### [WHAT YOU ARE ASKED TO DO]
When a line in the data below includes "rough", pick it out and copy it.
::: RECORDS FOR PROCESSING
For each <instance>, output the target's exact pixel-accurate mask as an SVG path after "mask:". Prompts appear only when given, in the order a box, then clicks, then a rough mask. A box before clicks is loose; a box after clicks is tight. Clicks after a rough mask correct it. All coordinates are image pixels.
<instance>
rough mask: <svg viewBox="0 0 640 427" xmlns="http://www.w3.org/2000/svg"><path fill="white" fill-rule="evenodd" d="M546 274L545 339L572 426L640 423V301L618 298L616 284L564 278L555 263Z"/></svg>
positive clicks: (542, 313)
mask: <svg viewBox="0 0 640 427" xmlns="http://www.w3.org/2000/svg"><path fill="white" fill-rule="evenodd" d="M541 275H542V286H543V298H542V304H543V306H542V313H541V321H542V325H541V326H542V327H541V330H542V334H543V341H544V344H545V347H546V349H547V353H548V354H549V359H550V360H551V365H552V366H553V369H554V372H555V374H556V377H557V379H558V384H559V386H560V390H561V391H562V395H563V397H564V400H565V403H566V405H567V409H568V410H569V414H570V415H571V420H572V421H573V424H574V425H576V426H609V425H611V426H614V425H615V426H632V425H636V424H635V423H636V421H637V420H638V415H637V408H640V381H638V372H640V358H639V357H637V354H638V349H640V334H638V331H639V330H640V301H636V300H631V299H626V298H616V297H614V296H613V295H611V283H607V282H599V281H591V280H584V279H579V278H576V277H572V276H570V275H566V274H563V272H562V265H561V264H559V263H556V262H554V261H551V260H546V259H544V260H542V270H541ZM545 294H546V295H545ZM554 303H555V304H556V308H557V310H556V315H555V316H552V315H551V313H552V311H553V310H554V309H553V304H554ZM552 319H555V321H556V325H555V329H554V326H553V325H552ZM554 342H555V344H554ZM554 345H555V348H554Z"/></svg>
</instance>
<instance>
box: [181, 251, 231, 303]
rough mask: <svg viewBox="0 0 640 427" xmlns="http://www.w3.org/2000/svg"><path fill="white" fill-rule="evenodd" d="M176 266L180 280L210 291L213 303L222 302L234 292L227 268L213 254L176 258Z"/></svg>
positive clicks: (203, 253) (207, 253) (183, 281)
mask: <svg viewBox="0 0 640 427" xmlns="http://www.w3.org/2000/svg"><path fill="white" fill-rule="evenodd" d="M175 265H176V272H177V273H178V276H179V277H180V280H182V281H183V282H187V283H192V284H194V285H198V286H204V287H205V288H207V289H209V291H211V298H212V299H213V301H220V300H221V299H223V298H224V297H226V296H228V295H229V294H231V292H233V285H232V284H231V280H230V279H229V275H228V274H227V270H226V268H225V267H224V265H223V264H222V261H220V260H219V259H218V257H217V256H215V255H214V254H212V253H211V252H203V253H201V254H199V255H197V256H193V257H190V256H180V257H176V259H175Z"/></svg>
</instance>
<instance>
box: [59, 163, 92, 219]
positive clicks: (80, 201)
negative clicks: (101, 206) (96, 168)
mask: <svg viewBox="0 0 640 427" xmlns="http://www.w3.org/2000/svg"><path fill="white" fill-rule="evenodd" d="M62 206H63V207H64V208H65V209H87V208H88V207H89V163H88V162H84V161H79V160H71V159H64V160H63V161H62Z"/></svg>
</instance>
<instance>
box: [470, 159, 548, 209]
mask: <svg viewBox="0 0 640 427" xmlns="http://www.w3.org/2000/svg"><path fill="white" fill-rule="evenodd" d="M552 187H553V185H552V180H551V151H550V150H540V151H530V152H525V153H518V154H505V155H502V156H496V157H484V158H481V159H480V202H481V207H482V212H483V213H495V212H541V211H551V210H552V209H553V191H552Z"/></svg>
::::::
### [ANSWER FOR THIS EXERCISE]
For each <instance>, output the target's exact pixel-accurate mask as an SVG path after "mask:". Prompts appear only when given, in the order a box, then clicks, then a rough mask. A box before clicks is loose; a box after clicks is tight. Clicks after a rough mask correct it. All coordinates are image pixels.
rough mask: <svg viewBox="0 0 640 427" xmlns="http://www.w3.org/2000/svg"><path fill="white" fill-rule="evenodd" d="M546 274L545 339L572 426L640 423V301L618 298L616 284L564 278L555 263Z"/></svg>
rough mask: <svg viewBox="0 0 640 427" xmlns="http://www.w3.org/2000/svg"><path fill="white" fill-rule="evenodd" d="M176 266L180 280L210 291L213 303L222 302L234 292L227 268L213 254L176 258Z"/></svg>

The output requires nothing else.